ACTIVITIES:
**a.** In the blog post on fingerprints and DNA on cartridge cases, list each statement that appears under the heading "Likelihood of obtaining useable fingerprints on c. cases:" before the writer's own closing remark.
**b.** Repeat the part of the blog post on fingerprints and DNA on cartridge cases starting at "Via following a" and ending at "had been fired.".
#### READING PASSAGE ####
Fingerprints & DNA on Cartridges & Cartridge Cases

Via following a Sitemeter referral (someone at the FBI was looking for answers and ended up on my blog) I discovered The California Criminalistics Institute did a study on obtaining forensic evidence from cartridge casings before and after firing. The conclusions were:

Likelihood of obtaining useable fingerprints on c. cases:

Not likely.

If you eliminate bloody prints from consideration, then only 3/32 [9%] cartridge cases displayed useable prints.

No useable prints were obtained on the cartridge cases that had been fired.

If you eliminate bloody prints from consideration, then no DNA profiles were obtained.

I’m not sure that it’s of any use to me but I found it fascinating.


10 thoughts on “Fingerprints & DNA on Cartridges & Cartridge Cases

  1. Just once…. just once I would love to see CSI (the tv show) say, “We lifted some prints off the bullet shell casings… but yeah, they were useless.”

  2. More and more television shows have been making “this isn’t CSI”-type comments, but, sadly, whiz-bang magic still makes for good television. It is interesting that fired cartridges are useless for fingerprints, though – I guess the short-term heat and pressure destroys the oils.

  3. I seem to remember reading an article describing a new technology for lifting prints involving electrically heating the cases up to flash evaporate the oils and whatnot and leaving the salts behind, which then were used for printing. Anyone else remember seeing that?
#### INFORMATION ####
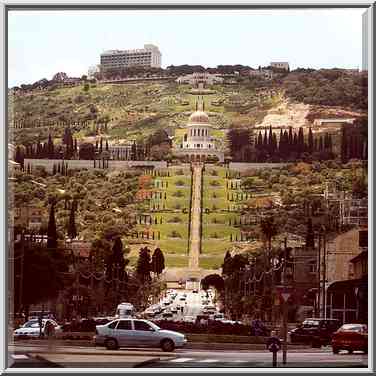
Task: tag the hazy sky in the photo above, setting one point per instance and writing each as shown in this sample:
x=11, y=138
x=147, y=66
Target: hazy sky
x=42, y=43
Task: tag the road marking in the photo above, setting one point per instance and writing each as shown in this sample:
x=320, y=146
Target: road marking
x=181, y=360
x=19, y=356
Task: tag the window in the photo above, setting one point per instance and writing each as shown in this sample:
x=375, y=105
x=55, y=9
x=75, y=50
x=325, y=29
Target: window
x=142, y=325
x=125, y=325
x=113, y=325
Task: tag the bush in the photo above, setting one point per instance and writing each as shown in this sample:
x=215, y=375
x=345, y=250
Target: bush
x=179, y=183
x=178, y=194
x=175, y=234
x=175, y=220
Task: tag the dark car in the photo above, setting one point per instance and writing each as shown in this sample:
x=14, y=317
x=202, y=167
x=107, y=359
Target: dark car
x=350, y=337
x=317, y=332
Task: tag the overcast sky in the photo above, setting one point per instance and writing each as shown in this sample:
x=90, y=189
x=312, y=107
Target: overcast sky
x=42, y=43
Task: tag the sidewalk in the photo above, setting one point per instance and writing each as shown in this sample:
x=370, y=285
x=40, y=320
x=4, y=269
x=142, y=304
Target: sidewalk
x=109, y=361
x=88, y=346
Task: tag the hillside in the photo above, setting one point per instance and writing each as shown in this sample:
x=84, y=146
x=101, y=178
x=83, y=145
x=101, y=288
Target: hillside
x=135, y=110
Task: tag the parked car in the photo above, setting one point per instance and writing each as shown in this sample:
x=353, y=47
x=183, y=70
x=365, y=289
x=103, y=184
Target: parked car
x=189, y=319
x=137, y=333
x=316, y=332
x=350, y=337
x=218, y=316
x=31, y=329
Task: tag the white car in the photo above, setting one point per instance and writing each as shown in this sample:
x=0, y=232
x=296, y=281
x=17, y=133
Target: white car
x=189, y=319
x=137, y=333
x=31, y=329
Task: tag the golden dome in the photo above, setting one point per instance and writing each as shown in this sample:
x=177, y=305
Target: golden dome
x=199, y=117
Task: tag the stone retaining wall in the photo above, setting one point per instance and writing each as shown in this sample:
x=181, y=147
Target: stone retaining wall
x=89, y=164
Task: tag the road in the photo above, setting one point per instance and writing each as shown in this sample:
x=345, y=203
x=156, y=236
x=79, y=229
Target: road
x=154, y=358
x=194, y=250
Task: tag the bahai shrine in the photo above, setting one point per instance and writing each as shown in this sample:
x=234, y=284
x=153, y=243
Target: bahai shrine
x=198, y=144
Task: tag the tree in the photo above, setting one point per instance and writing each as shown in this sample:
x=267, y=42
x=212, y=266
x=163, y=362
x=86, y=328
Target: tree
x=157, y=261
x=87, y=151
x=143, y=267
x=310, y=140
x=226, y=264
x=72, y=231
x=51, y=229
x=42, y=279
x=269, y=229
x=344, y=145
x=213, y=280
x=310, y=236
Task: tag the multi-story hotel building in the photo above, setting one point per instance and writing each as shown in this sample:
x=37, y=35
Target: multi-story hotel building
x=149, y=56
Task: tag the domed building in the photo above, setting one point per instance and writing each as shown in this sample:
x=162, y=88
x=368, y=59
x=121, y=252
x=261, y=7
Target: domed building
x=198, y=143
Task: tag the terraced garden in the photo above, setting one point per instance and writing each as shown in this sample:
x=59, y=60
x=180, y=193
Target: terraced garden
x=223, y=200
x=164, y=219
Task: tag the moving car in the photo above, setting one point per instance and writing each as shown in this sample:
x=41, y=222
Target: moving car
x=137, y=333
x=316, y=332
x=124, y=310
x=218, y=316
x=31, y=329
x=350, y=337
x=191, y=319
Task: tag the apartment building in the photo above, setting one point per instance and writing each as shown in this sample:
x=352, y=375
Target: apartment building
x=149, y=56
x=280, y=65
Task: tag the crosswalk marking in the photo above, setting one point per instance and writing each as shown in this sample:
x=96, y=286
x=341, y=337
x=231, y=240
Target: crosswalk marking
x=19, y=356
x=181, y=360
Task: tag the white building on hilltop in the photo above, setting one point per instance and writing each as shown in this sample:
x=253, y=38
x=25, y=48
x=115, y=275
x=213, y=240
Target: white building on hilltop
x=280, y=65
x=149, y=56
x=198, y=143
x=200, y=78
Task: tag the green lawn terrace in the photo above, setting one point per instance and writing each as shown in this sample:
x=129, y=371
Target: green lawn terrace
x=163, y=219
x=224, y=199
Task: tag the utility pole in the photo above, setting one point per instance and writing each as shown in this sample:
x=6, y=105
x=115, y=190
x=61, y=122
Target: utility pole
x=284, y=347
x=319, y=279
x=324, y=275
x=22, y=270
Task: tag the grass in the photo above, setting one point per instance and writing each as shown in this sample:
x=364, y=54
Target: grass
x=211, y=262
x=170, y=244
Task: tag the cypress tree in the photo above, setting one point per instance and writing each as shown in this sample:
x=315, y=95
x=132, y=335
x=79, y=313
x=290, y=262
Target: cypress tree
x=143, y=267
x=295, y=143
x=274, y=143
x=270, y=140
x=259, y=141
x=71, y=230
x=301, y=145
x=291, y=137
x=51, y=229
x=158, y=262
x=50, y=147
x=344, y=145
x=321, y=144
x=265, y=144
x=330, y=143
x=310, y=140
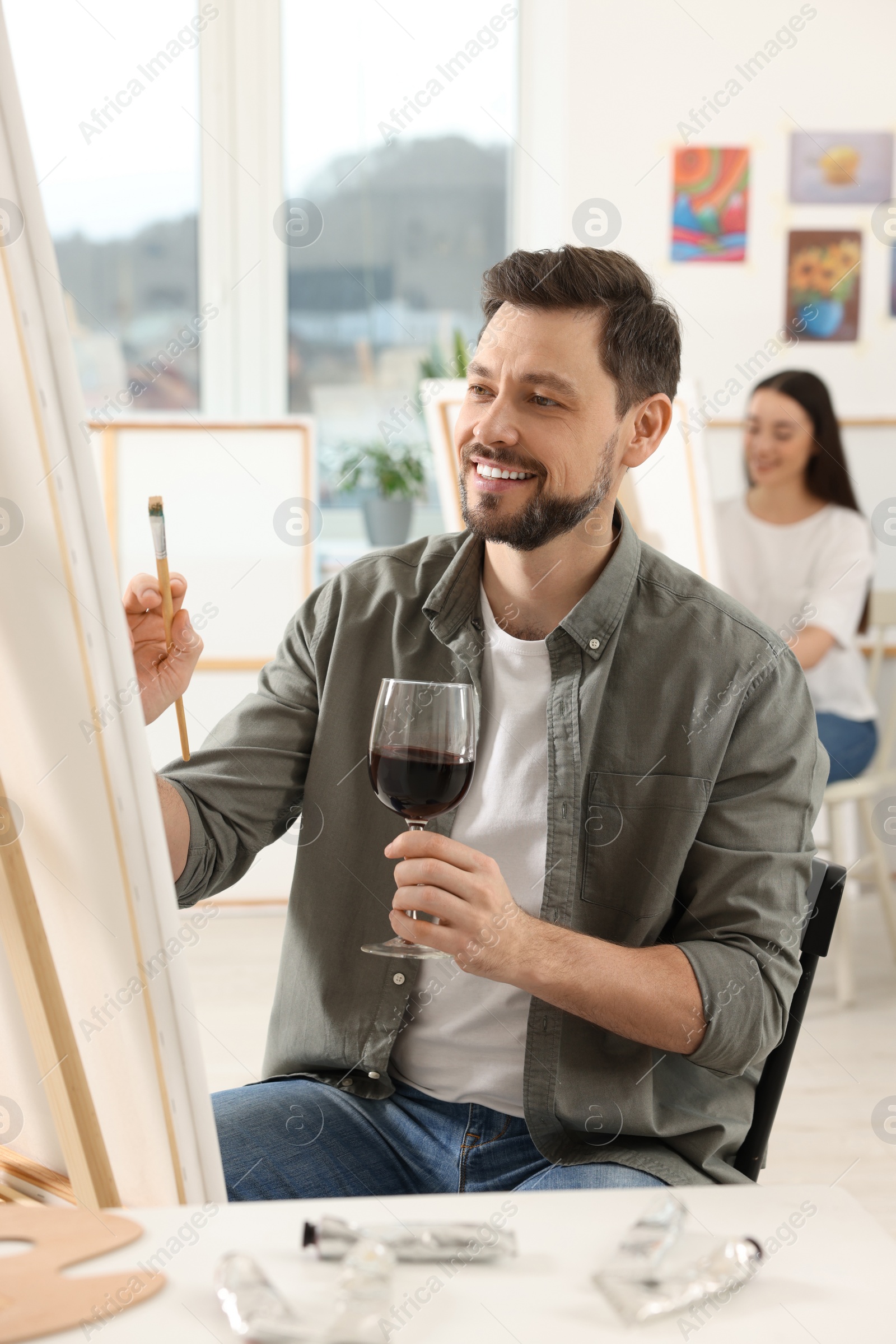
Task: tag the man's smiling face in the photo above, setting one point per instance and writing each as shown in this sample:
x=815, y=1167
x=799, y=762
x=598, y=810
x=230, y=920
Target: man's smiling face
x=538, y=432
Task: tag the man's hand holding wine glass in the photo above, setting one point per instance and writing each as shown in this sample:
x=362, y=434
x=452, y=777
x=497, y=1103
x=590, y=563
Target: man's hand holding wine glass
x=480, y=924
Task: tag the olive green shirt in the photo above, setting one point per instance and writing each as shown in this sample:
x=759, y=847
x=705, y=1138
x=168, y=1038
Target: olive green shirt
x=684, y=777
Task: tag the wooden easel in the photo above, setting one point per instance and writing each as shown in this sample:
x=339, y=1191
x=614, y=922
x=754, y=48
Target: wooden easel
x=50, y=1029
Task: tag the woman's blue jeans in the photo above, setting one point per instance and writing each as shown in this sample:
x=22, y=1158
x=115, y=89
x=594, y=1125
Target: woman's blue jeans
x=850, y=743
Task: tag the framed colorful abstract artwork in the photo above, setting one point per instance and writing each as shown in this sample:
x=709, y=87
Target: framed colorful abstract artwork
x=829, y=167
x=824, y=268
x=710, y=204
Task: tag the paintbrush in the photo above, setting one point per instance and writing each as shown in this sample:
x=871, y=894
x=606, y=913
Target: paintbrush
x=157, y=524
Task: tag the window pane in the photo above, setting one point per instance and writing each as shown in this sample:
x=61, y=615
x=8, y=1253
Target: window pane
x=112, y=106
x=398, y=129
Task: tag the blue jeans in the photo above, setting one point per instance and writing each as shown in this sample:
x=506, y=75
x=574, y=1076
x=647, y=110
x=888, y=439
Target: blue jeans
x=851, y=745
x=297, y=1139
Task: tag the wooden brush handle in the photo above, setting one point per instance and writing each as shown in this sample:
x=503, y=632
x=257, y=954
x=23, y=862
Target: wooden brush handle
x=169, y=616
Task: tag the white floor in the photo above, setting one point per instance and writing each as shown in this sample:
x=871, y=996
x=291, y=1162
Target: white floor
x=846, y=1061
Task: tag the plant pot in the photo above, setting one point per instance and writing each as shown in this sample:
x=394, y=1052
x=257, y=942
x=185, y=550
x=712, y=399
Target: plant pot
x=388, y=522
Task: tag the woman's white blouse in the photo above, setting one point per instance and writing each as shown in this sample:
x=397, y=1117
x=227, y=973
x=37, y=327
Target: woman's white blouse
x=810, y=573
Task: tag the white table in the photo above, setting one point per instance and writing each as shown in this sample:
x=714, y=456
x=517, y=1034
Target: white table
x=833, y=1284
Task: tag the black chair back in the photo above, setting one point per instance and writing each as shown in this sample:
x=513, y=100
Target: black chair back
x=824, y=895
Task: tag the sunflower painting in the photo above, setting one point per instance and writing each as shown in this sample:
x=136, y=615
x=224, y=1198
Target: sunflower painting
x=710, y=204
x=823, y=284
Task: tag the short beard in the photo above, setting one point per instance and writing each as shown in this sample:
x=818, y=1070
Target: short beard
x=546, y=517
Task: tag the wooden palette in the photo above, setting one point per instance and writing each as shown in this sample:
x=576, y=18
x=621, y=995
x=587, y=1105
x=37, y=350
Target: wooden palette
x=35, y=1299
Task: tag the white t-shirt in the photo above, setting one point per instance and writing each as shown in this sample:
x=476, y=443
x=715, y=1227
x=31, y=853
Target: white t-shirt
x=468, y=1036
x=810, y=573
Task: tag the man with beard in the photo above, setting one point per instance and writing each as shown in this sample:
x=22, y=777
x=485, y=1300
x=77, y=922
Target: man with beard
x=620, y=887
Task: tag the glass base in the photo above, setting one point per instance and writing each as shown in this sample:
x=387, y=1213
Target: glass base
x=402, y=948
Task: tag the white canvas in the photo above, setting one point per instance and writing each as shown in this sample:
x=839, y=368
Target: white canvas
x=93, y=838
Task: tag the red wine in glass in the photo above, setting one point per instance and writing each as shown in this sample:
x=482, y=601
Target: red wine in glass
x=421, y=764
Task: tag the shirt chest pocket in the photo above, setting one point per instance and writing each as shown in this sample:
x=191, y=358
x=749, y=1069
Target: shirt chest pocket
x=637, y=835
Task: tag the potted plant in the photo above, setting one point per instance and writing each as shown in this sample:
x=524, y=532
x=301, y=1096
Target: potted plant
x=398, y=479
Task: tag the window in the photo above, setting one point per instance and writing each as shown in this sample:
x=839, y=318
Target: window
x=398, y=123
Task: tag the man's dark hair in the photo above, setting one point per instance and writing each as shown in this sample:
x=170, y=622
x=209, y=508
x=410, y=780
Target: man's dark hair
x=640, y=341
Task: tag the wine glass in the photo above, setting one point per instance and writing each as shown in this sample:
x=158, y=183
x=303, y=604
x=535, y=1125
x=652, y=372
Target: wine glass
x=421, y=765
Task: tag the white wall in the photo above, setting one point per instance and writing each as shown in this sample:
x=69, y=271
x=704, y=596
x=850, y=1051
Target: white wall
x=602, y=89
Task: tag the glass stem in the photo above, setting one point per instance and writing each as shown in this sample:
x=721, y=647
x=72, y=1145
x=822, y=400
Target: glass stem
x=414, y=826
####
EXERCISE RESPONSES:
**a.**
- Not likely.
- If you eliminate bloody prints from consideration, then only 3/32 [9%] cartridge cases displayed useable prints.
- No useable prints were obtained on the cartridge cases that had been fired.
- If you eliminate bloody prints from consideration, then no DNA profiles were obtained.

**b.**
Via following a Sitemeter referral (someone at the FBI was looking for answers and ended up on my blog) I discovered The California Criminalistics Institute did a study on obtaining forensic evidence from cartridge casings before and after firing. The conclusions were:

Likelihood of obtaining useable fingerprints on c. cases:

Not likely.

If you eliminate bloody prints from consideration, then only 3/32 [9%] cartridge cases displayed useable prints.

No useable prints were obtained on the cartridge cases that had been fired.